BEGIN Data

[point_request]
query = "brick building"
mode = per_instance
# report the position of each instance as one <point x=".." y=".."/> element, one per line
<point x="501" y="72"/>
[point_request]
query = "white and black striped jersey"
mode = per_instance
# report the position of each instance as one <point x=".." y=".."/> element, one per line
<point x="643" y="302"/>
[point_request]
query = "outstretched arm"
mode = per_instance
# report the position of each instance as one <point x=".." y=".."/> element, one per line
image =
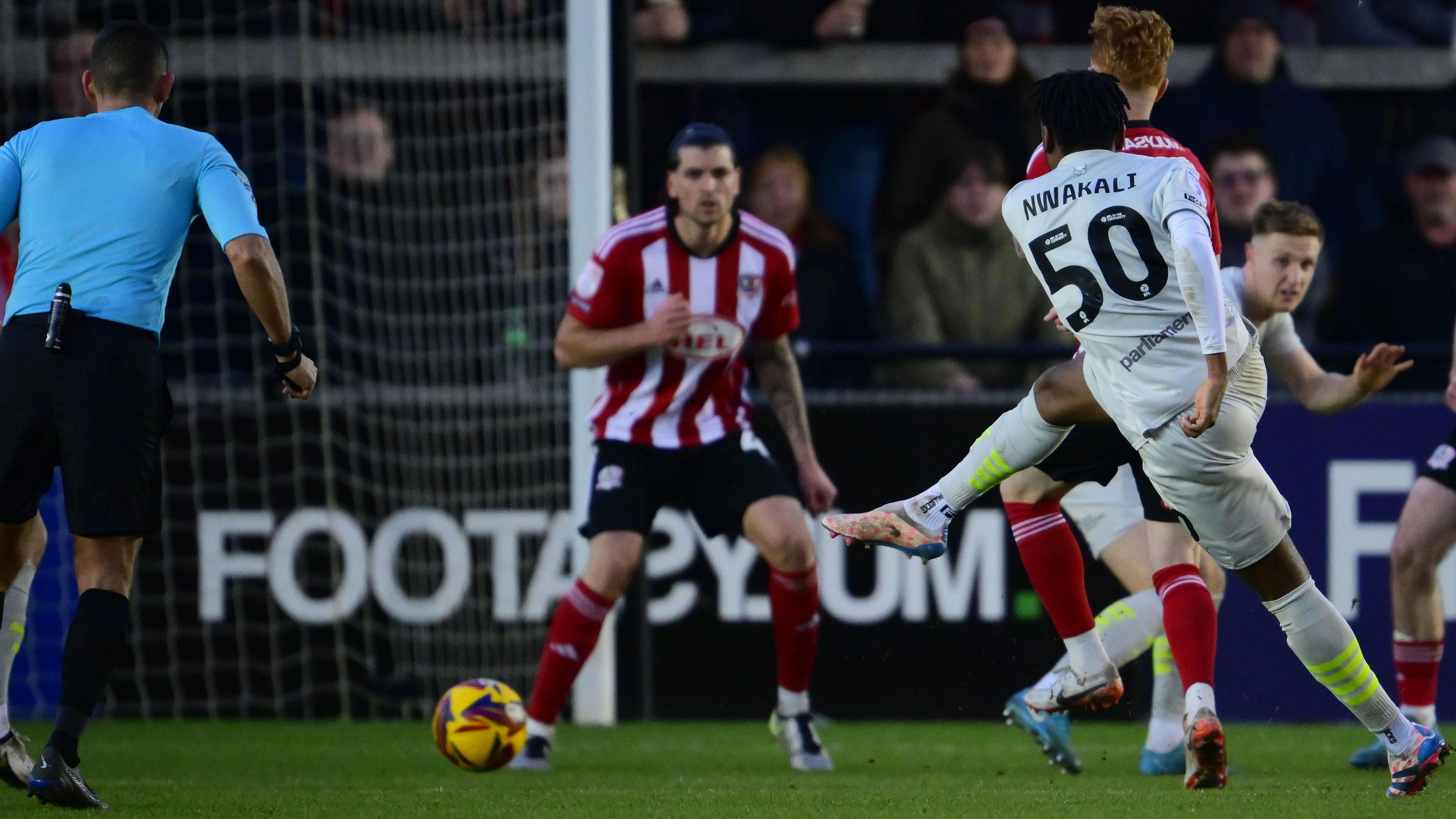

END Data

An exact copy of the records above is needed, free of pictures.

[point_request]
query = "brick building"
mode = per_instance
# report the position of each instance as one <point x=".." y=".."/> element, one per line
<point x="501" y="72"/>
[point_request]
query = "white and black striped jersey"
mode = per_instance
# report the position of each instance as one <point x=".." y=".."/> element, one per line
<point x="643" y="302"/>
[point_request]
query = "outstretched arm"
mode = per_instance
# report the position of each instance as one <point x=".." y=".."/> element, one per line
image =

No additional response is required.